■ **Your task**:
Starting with the line containing "Draw the outline of every instance of the stone" and going on through the line containing "[[[16,60],[17,53],[11,51],[0,50],[0,60],[5,60],[7,62],[13,62]]]", write the records as a two-column CSV with the headers text and answer. Give one row per record, put each field in quotes, and replace every line break inside a field with a space.

## start Material provided

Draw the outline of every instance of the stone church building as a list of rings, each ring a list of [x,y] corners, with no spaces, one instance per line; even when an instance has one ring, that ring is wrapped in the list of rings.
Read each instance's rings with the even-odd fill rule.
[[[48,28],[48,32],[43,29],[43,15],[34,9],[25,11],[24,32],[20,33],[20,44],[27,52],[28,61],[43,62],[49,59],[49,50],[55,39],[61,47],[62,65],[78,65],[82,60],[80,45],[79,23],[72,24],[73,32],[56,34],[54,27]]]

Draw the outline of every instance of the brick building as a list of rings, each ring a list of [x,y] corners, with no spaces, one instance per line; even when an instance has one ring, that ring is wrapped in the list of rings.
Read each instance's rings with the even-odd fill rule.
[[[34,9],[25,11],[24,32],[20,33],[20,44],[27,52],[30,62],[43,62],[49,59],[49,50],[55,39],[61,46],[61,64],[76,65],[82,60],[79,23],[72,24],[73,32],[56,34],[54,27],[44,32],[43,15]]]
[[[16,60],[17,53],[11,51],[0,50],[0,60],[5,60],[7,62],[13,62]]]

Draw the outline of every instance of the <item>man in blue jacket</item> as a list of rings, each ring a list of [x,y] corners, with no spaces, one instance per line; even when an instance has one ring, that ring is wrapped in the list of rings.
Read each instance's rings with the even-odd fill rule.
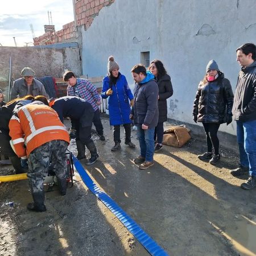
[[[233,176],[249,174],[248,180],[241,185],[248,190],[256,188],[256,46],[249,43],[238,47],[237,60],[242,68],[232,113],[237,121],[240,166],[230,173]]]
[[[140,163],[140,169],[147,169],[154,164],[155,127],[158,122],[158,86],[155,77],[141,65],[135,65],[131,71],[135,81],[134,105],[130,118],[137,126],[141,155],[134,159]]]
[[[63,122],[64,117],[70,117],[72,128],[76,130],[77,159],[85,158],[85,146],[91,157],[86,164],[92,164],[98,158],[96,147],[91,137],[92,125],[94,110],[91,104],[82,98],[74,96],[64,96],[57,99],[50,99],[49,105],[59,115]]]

## end Material provided
## start Material provided

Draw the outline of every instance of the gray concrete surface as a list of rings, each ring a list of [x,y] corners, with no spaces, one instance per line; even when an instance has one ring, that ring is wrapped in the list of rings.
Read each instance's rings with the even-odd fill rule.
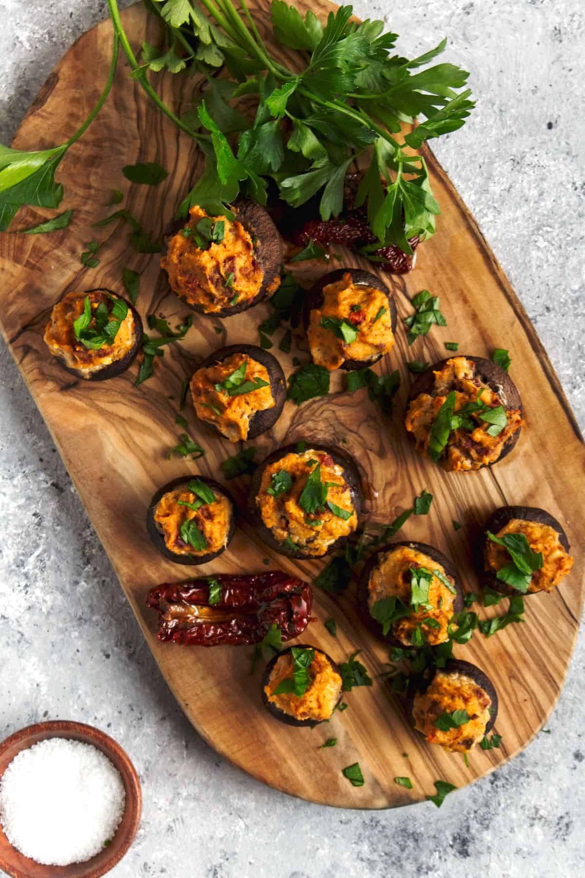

## end Material provided

■ **Answer**:
text,answer
"Draw the outline of every instance of the stone church building as a list of rings, each ring a list of [x,y] corners, with no spaces, one instance per line; even when an instance has one ring, that ring is wrapped in the list of rings. Read each instance's rings with the even-odd fill rule.","[[[48,28],[48,32],[43,29],[43,15],[34,9],[25,11],[24,32],[20,33],[20,44],[27,52],[28,61],[43,62],[49,59],[49,50],[55,39],[61,47],[62,65],[78,65],[82,60],[80,45],[79,23],[72,24],[73,32],[56,34],[54,27]]]"
"Draw the outline of every instance of the brick building as a list of rings, each ring a list of [x,y] corners, with no spaces, one instance per line; even when an instance has one ring, that ring is wrapped in the list of rings. Read each instance's rings with the even-odd fill rule.","[[[34,9],[25,11],[24,32],[20,33],[20,44],[27,52],[30,62],[43,62],[49,59],[49,50],[55,39],[61,46],[61,64],[76,65],[82,60],[79,23],[72,24],[73,32],[56,34],[54,27],[44,32],[43,15]]] [[[16,60],[17,53],[11,51],[0,50],[0,60],[5,60],[7,62],[13,62]]]"